EXERCISE BRIEF =
Pick up the platform projects overview after its last line, "Argo CD (GitOps)", and continue the text from there.

📦 Platform Projects
This platform is built as connected ownership domains:
| Domain | What It Proves |
|---|---|
| GitOps Deployment | Declarative cluster management with Argo CD self-healing |
| Observability Stack | Prometheus, Grafana, Loki, Tempo dashboards and alerts |
| Telemetry Pipeline | OpenTelemetry logs, metrics, and traces across services |
| High Availability Database | PostgreSQL failover with Azure Blob Storage backups |
| Secrets Management | Dynamic secrets and policy management with OpenBao |
| Workload Security | Trivy-scanned Dockerfiles and Kubernetes security contexts |
| Infrastructure as Code | Layered OpenTofu architecture for infrastructure ownership |
| Networking | Cilium eBPF visibility, policy control, and flow debugging |
| CI/CD | GitHub Actions, image publication, and GitOps reconciliation |
| Incident Response | Diagnostics, bounded repair actions, RCAs, and runbooks |
| Resource Efficiency | Kubernetes and host telemetry used for capacity and cost-aware analysis |
| Data Ingestion | Worker-based batch processing and analytics jobs |
🧠 Problems Solved
| Problem | Solution |
|---|---|
| Manual deployments | GitOps automation with Argo CD and webhook-triggered reconciliation |
| No visibility into systems | Logs, metrics, traces, network flows, and Grafana dashboards |
| Secrets stored in code | Dynamic secret management with OpenBao |
| Containers running with weak defaults | Non-root images, read-only root filesystems, dropped capabilities, and Trivy scans |
| Single point of failure | High-availability PostgreSQL and backup paths |
| Hard-to-debug issues | MCP diagnostics, dashboards, runbooks, and incident reports |
| Infrastructure drift | Declarative source of truth with OpenTofu, Kustomize, and GitOps |
| Unclear resource pressure | Kubernetes, host, and workload telemetry correlated for capacity decisions |
| Operational knowledge loss | Versioned ADRs, RCAs, notes, and workflow docs |
Documentation Map
| Area | Purpose |
|---|---|
| Full Documentation | Central docs index |
| Architecture | System design and service boundaries |
| Ownership Model | End-to-end operating model for the platform |
| ADRs | Architecture decisions and tradeoffs |
| RCAs | Incidents, failures, and recovery notes |
| Operations Notes | Runbooks and implementation notes |
| Workflows | CI/CD and GitOps workflow reality |
| Visual Gallery | Dashboards and platform screenshots |
🛠️ Tech Stack
Platform & Infrastructure
- Kubernetes (K3s), Helm, Docker
- Argo CD (GitOps)

SUPPLIED RECORDS =
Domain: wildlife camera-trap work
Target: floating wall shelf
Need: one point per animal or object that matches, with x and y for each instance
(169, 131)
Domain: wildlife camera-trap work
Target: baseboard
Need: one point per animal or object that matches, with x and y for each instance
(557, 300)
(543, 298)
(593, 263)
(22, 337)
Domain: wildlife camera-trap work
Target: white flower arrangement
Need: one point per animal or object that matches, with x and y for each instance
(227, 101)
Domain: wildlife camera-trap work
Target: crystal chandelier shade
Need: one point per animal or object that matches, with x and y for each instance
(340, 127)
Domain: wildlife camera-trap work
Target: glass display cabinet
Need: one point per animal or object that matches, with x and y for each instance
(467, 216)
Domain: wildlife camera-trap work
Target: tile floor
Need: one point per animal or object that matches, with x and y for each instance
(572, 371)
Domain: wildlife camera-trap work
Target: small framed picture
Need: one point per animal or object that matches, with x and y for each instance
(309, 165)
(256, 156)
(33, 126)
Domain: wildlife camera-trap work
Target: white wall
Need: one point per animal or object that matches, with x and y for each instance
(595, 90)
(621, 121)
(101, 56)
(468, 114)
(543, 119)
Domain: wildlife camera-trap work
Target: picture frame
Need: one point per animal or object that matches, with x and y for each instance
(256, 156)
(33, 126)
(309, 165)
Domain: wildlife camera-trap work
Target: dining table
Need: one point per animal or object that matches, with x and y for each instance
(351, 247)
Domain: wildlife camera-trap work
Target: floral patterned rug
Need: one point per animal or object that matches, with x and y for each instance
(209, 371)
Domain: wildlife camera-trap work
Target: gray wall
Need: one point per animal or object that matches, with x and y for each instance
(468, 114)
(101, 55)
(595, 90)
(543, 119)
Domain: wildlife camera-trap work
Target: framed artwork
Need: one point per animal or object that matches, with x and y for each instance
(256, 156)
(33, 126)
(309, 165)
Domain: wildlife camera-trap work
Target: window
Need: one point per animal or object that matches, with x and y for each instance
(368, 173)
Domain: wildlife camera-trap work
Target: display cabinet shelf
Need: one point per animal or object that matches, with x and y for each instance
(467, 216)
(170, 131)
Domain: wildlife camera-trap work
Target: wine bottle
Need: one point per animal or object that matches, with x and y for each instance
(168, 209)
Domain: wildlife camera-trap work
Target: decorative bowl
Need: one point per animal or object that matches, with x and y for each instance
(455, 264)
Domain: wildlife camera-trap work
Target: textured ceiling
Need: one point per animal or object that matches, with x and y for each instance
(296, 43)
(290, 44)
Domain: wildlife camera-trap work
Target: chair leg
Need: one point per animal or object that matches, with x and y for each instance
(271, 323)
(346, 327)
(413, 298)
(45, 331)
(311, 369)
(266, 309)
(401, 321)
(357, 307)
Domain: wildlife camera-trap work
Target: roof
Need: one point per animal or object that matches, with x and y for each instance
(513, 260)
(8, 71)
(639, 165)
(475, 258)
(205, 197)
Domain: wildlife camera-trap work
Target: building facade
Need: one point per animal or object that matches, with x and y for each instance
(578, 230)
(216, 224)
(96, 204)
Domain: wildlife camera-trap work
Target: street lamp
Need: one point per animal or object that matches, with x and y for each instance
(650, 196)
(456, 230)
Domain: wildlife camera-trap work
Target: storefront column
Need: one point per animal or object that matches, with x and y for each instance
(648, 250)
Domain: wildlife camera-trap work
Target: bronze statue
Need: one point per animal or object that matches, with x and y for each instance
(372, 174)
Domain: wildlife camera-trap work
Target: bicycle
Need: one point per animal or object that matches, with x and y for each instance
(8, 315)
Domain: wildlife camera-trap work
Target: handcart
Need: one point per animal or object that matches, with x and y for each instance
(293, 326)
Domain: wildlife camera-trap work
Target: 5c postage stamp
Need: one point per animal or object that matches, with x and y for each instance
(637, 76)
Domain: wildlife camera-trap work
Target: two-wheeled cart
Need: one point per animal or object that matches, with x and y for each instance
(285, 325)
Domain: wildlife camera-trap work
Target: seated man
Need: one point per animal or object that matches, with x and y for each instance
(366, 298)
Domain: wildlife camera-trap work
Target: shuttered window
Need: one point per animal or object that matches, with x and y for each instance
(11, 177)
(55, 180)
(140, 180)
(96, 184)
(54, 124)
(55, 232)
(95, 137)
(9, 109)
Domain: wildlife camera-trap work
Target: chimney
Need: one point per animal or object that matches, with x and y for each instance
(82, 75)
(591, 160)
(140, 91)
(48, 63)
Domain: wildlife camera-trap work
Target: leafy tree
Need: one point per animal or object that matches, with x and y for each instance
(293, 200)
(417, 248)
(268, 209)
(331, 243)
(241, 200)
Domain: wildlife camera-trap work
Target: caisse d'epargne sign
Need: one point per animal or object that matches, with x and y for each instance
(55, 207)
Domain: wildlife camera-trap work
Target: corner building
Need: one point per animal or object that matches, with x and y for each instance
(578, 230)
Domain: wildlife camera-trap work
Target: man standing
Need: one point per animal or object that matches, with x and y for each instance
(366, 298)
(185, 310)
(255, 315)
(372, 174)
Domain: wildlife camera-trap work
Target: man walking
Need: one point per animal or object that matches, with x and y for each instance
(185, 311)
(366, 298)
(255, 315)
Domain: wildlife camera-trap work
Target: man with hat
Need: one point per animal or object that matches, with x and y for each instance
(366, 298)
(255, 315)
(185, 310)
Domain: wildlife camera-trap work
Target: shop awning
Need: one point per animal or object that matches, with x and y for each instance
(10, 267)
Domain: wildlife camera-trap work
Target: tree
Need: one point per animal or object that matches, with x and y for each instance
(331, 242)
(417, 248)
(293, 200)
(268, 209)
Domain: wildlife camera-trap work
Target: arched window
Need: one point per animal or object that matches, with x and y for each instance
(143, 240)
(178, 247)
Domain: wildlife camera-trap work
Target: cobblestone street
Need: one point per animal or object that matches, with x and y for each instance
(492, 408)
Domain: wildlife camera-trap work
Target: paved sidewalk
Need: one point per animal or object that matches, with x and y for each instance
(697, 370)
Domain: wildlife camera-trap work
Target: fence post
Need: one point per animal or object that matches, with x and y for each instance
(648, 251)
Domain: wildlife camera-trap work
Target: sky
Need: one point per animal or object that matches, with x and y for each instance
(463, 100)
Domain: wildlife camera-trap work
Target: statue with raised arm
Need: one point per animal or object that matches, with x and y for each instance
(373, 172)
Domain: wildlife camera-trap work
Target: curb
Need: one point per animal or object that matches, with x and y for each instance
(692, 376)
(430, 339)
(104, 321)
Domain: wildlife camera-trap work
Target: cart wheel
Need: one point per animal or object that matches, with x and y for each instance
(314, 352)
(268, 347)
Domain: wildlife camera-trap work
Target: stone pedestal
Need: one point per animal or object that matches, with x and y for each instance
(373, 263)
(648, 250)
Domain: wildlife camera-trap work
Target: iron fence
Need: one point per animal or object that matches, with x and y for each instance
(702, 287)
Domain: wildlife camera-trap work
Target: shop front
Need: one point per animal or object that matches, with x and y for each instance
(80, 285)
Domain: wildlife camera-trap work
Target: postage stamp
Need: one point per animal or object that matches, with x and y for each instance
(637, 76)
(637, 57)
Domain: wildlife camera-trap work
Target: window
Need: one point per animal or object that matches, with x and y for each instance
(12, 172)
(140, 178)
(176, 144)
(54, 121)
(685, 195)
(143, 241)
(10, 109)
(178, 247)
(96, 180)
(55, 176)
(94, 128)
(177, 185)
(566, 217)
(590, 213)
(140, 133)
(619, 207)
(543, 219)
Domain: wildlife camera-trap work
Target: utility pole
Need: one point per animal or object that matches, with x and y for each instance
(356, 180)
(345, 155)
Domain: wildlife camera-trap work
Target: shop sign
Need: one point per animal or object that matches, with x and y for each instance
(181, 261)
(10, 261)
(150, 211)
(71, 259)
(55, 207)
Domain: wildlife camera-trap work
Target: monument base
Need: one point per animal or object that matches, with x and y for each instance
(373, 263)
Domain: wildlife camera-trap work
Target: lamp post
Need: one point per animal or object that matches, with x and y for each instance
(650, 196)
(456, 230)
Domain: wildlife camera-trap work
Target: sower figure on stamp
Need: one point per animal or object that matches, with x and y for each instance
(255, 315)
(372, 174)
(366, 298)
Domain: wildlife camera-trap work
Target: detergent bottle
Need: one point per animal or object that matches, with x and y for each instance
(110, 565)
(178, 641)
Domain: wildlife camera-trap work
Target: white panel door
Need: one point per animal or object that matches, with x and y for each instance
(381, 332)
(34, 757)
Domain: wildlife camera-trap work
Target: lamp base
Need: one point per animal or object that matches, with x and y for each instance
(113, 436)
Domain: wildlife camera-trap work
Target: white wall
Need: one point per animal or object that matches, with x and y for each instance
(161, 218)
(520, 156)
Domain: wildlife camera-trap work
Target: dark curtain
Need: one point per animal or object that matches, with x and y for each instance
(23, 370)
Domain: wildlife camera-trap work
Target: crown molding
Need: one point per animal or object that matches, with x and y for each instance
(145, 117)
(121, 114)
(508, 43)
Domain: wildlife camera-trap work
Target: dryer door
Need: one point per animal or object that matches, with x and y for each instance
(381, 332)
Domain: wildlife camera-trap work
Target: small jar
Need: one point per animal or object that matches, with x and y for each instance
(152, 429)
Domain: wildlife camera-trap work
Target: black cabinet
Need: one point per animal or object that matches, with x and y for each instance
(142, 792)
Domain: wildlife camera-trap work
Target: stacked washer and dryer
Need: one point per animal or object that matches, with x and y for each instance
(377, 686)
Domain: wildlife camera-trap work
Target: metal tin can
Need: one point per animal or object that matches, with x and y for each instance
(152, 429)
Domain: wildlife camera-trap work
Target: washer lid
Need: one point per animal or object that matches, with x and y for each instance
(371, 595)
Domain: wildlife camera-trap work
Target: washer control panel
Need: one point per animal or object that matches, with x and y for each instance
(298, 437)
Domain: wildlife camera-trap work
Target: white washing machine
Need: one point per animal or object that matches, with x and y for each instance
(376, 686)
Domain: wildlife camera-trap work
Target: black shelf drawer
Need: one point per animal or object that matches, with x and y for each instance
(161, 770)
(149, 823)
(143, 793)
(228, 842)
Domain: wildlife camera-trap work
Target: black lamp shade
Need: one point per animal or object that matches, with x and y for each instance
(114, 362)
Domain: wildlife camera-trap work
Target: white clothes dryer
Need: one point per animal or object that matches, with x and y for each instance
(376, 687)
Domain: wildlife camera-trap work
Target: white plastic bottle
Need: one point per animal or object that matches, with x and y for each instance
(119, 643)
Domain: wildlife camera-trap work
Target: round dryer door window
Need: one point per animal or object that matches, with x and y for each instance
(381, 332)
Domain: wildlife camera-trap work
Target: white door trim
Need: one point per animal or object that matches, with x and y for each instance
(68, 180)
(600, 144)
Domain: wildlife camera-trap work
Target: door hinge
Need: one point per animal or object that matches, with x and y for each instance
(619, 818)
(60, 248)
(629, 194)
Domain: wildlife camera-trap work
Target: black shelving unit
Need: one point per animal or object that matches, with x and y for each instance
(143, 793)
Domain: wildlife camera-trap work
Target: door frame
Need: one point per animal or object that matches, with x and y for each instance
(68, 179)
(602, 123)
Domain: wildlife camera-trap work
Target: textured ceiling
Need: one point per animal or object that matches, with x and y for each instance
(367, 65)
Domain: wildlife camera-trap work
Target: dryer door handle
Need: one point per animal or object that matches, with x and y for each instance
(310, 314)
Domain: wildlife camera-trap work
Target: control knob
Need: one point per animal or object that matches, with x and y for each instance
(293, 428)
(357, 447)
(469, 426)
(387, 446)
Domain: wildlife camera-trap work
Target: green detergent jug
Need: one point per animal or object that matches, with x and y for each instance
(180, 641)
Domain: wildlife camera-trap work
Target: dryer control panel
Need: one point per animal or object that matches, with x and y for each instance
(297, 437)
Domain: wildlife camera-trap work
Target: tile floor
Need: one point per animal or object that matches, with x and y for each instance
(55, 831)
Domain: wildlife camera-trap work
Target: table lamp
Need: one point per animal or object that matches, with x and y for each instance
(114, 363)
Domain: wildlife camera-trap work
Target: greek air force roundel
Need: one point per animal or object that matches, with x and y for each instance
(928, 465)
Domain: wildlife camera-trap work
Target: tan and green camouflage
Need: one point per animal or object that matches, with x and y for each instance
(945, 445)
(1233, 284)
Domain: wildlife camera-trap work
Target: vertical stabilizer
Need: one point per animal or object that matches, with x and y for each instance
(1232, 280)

ANSWER SECTION =
- OpenTofu (Terraform alternative)
Observability
- OpenTelemetry
- Prometheus, Grafana
- Loki (logs), Tempo (traces), Thanos (metrics scaling)
Data & Storage
- PostgreSQL (CloudNativePG)
- MinIO (S3-compatible)
- Azure Blob Storage
Networking & Security
- Cilium (eBPF networking)
- OpenBao (Secrets Management)
- Tailscale
- Trivy (container and Kubernetes misconfiguration scanning)
Languages
- Go (backend services)
⚠️ Challenges
One challenge was debugging service communication with Cilium networking.
- Problem: Services were unreachable even though pods were running
- Cause: Incorrect network policies blocking traffic
- Fix: Used logs and metrics to identify dropped packets and corrected policies
🚀 Project Evolution
This platform evolved through multiple phases:
- Foundations: Docker, Go services, host-level visibility
- Kubernetes Migration: Moved workloads to K3s + GitOps
- SRE Maturity: Full observability (logs, metrics, traces)
- Infrastructure: OpenTofu layered architecture
- Advanced Networking: Cilium (eBPF)
- Operational Maturity: Argo CD orchestration + HA systems
🚀 Getting Started
<details> <summary><b>Local Setup</b></summary>Prerequisites
- Go
- K3s
- Helm
- Make
- Nix
Setup
cp .env.example .env
Deploy Infrastructure
cd tofu
tofu init
tofu apply
Run Services
make proxy-build
make mcp-build
make install-services
Verify
- Grafana: http://localhost:30000
- Check logs via Loki
📌 Summary
This project demonstrates how to build a production-like DevOps platform using:
- Kubernetes + GitOps
- Full observability (logs, metrics, traces)
- Infrastructure as Code
- Trivy-verified workload hardening
- High availability systems
- Capacity and cost-aware infrastructure analysis
- Real-world debugging and failure handling
It reflects practical infrastructure ownership: designing the system, running it, observing it, debugging it, and using telemetry to make better operational and cost-aware decisions.